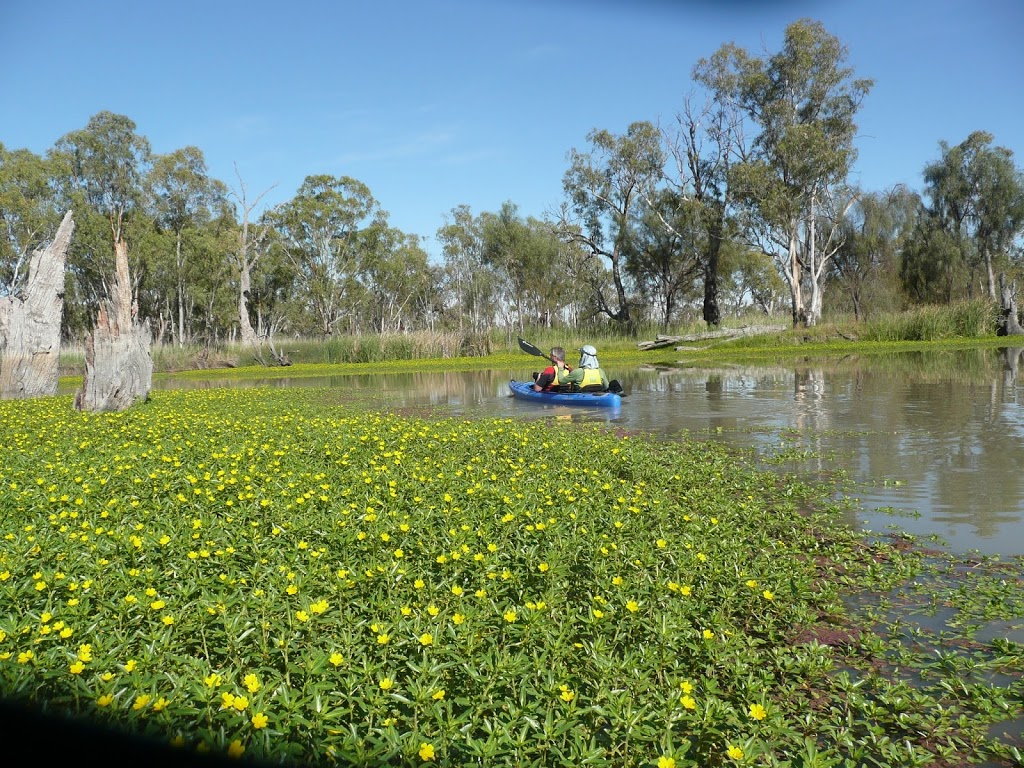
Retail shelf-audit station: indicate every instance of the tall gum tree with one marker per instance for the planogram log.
(705, 142)
(183, 200)
(802, 102)
(977, 197)
(324, 229)
(605, 192)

※ ※ ※

An exact printout of the listing is needed, minus any pictures it contains.

Retail shelf-audit station: indicate every instance of the tall gum tree with one marker per instance for the planogram log.
(705, 142)
(183, 200)
(802, 102)
(977, 197)
(324, 229)
(605, 192)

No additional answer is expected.